The independent student newspaper of Northeastern University

The Huntington News

The independent student newspaper of Northeastern University

The Huntington News

The independent student newspaper of Northeastern University

The Huntington News

CGI U wraps up with community service

CGI+U+wraps+up+with+community+service

By Alejandro Serrano, news staff

Hundreds of students from around the world, including dozens of Northeastern students, volunteered in locations around Boston Sunday to wrap up the three-day Clinton Global Initiative University’s 10th annual meeting.

“It’s all about unifying the space,” said Alyssa L. Trometter, the senior service partnerships manager for Clinton Global Institute University (CGI U). “Really spend(ing) time connecting with the community.”

────

SET OF TASKS:
1) From the opening sentence of the CGI U article, list every word or hyphenated term that expresses a number or amount.
2) Using the CGI U article, decide whether each statement agrees with it, answering yes or no and quoting the words that settle it: (a) The students volunteered on Sunday. (b) The meeting lasted two days. (c) Alyssa L. Trometter is the senior service partnerships manager for CGI U.
3) Copy the CGI U article word for word, from "CGI+U+wraps+up+with+community+service" to "10th annual meeting.".

────

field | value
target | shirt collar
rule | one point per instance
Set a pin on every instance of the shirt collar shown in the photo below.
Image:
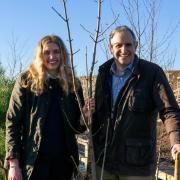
(113, 69)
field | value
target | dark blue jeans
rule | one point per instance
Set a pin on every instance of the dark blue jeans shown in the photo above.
(52, 168)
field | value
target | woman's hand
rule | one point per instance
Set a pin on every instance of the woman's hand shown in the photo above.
(88, 109)
(14, 170)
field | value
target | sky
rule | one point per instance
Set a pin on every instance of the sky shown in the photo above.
(24, 23)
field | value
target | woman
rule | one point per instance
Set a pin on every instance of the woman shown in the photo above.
(43, 117)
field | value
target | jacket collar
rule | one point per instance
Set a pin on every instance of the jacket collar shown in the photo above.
(105, 68)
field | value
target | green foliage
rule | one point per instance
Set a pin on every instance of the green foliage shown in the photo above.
(6, 86)
(2, 150)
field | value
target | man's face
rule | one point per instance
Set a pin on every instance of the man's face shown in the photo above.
(123, 48)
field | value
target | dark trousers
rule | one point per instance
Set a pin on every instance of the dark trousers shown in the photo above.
(52, 168)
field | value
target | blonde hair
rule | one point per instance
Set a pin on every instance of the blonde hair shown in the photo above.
(37, 72)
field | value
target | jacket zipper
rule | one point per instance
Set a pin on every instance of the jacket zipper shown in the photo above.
(122, 109)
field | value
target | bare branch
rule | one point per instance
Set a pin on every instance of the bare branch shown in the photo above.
(58, 14)
(86, 29)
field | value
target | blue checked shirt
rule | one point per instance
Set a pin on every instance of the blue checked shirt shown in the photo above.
(118, 81)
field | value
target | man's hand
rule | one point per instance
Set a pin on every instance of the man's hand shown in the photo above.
(174, 150)
(14, 170)
(88, 109)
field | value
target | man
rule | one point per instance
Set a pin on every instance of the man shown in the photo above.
(130, 92)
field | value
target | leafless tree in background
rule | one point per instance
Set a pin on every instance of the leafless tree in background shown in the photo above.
(16, 58)
(142, 15)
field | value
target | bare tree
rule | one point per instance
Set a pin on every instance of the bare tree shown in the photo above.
(16, 58)
(142, 16)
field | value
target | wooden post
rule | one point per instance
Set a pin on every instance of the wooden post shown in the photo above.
(177, 167)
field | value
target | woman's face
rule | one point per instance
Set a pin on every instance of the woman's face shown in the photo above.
(51, 55)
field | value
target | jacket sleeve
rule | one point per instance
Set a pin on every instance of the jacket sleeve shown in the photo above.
(167, 106)
(14, 118)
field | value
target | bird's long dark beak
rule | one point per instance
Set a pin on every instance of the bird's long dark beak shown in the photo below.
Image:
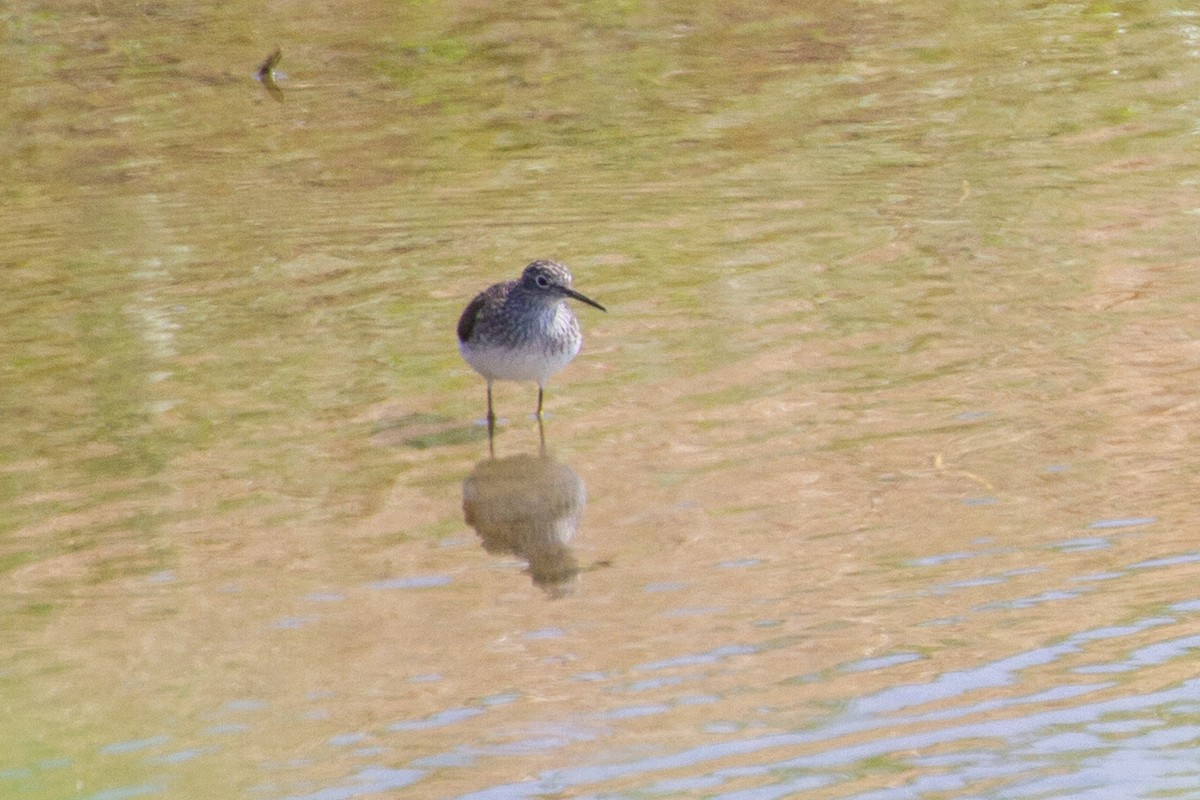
(573, 293)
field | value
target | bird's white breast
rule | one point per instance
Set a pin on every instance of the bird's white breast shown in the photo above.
(517, 364)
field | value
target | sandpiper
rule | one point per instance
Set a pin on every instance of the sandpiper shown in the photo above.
(522, 330)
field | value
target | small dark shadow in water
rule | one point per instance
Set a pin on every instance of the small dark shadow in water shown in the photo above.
(267, 74)
(528, 506)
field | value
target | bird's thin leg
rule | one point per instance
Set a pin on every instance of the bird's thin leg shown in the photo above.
(491, 423)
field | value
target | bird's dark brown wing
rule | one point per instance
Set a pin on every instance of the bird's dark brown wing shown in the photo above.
(469, 316)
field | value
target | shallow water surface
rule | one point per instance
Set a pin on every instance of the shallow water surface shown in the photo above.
(873, 483)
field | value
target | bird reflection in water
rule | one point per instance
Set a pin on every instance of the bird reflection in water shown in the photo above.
(528, 506)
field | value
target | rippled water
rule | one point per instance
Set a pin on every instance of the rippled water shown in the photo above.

────

PROBLEM SOLUTIONS:
1) Hundreds, dozens, three-day, 10th

2)
(a) Yes: "volunteered in locations around Boston Sunday"
(b) No: "the three-day Clinton Global Initiative University’s 10th annual meeting"
(c) Yes: "Alyssa L. Trometter, the senior service partnerships manager for Clinton Global Institute University (CGI U)"

3)
CGI+U+wraps+up+with+community+service

By Alejandro Serrano, news staff

Hundreds of students from around the world, including dozens of Northeastern students, volunteered in locations around Boston Sunday to wrap up the three-day Clinton Global Initiative University’s 10th annual meeting.